#### Data shown:
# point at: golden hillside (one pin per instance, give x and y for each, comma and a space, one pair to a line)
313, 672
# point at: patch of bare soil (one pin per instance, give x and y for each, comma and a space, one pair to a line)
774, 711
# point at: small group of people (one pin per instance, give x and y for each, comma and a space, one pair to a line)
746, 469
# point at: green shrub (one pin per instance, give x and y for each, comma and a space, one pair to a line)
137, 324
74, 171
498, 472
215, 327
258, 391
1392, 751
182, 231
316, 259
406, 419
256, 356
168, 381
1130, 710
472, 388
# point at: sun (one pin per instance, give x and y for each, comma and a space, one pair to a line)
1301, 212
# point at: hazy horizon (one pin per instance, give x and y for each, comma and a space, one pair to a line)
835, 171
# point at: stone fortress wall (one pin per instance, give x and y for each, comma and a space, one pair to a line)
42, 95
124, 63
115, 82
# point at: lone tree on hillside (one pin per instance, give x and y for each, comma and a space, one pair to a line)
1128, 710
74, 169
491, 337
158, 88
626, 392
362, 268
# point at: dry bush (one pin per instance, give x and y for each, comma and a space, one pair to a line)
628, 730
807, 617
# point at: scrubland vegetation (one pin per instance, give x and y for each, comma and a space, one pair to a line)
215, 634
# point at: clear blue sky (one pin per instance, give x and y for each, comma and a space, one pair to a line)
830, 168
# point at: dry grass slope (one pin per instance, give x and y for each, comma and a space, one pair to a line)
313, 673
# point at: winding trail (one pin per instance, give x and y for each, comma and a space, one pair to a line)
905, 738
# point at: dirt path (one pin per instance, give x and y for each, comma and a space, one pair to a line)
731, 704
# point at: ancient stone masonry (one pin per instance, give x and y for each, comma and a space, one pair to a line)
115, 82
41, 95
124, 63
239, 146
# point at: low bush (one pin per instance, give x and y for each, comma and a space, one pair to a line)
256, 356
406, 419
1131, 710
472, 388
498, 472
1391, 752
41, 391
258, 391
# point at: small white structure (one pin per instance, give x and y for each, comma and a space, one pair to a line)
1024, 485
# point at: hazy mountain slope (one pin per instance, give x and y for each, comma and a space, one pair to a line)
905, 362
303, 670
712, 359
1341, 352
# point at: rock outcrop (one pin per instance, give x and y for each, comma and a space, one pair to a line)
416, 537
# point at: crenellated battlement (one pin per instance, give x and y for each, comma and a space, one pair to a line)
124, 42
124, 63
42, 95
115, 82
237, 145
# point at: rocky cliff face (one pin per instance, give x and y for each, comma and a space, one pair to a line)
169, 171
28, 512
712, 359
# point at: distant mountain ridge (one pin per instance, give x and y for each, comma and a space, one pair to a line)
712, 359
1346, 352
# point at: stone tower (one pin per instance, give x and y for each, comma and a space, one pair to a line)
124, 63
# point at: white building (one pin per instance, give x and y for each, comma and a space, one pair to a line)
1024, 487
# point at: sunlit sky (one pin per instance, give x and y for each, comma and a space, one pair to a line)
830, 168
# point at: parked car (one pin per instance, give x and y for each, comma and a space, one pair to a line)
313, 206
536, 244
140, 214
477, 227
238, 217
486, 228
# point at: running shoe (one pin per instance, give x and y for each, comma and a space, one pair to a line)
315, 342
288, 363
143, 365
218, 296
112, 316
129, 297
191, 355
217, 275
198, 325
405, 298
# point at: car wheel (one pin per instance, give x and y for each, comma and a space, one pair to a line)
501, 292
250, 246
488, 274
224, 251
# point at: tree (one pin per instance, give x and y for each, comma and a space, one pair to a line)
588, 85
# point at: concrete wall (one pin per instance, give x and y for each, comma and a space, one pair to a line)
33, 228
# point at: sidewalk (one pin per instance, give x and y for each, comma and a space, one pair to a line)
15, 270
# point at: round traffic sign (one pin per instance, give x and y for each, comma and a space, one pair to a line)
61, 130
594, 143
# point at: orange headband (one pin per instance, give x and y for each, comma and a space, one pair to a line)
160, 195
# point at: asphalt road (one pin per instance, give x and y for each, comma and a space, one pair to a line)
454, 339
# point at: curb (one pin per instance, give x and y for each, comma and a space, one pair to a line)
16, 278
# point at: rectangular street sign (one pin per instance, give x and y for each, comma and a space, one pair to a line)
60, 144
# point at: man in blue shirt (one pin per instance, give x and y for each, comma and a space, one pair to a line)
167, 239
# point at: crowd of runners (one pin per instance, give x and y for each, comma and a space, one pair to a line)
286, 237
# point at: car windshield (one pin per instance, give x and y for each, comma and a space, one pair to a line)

#### Work to be completed:
Lines from the one containing "# point at: round" through the last line of the records, restated word for word: that is the whole response.

#### Solution:
# point at: round traffic sign (one pin per instance, give x and y for each, comma and a space, one pair to a line)
61, 130
594, 143
# point at: orange headband (one pin per instance, give x and y for each, comma and a space, one pair to a line)
160, 195
# point at: asphalt road (one pin per instance, give x and y for each, comma and a space, one pair to a line)
454, 339
# point at: curb (one pin per instance, give x and y for each, comma and a space, one pair to a line)
16, 278
# point at: rectangular street sign (one pin per instance, give x and y for each, comma and a space, one pair to a line)
60, 144
# point at: man in blue shirt (one pin per instance, give x and y for each, comma and a space, one pair to a line)
167, 239
# point at: crowd of runners (one pin per instance, give x and y for each, comma and a space, one pair to a line)
286, 237
# point at: car windshield (one pin per instance, give x and y for each, comma and a space, one pair to a line)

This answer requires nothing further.